* Task goal
Reproduce every line of the entries below, requests included, and shift each answer point by adding 4 to both its x and y coordinates. Leave the pictures out of your reply.

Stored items

— START —

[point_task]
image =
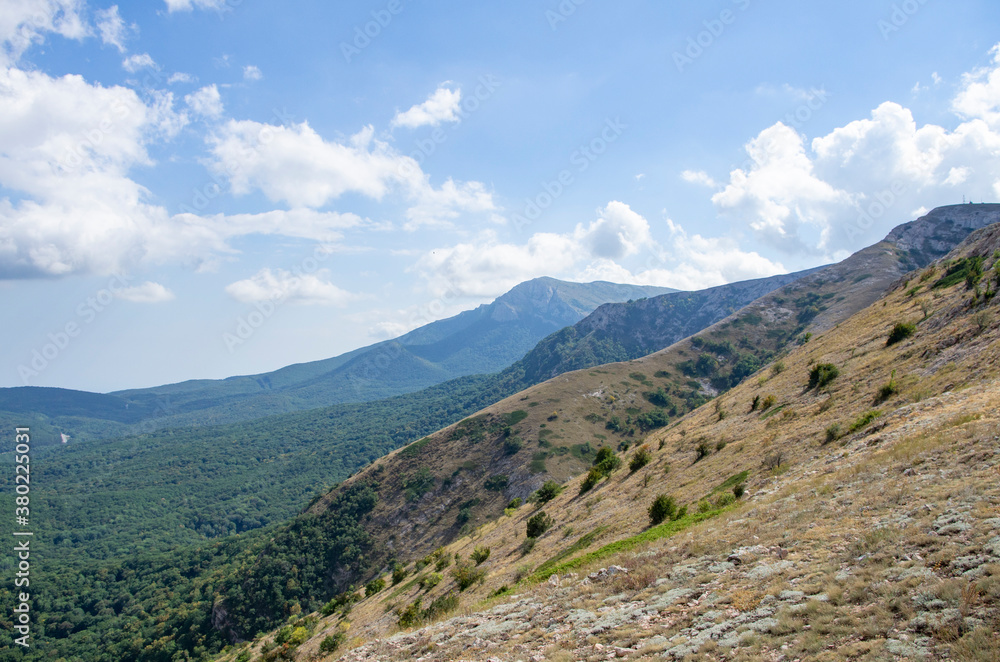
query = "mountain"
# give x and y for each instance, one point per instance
(480, 341)
(847, 516)
(436, 489)
(402, 507)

— END —

* Task output
[point_task]
image =
query = "mountain"
# give x and y for each instance, one point per instance
(484, 345)
(851, 520)
(440, 493)
(406, 511)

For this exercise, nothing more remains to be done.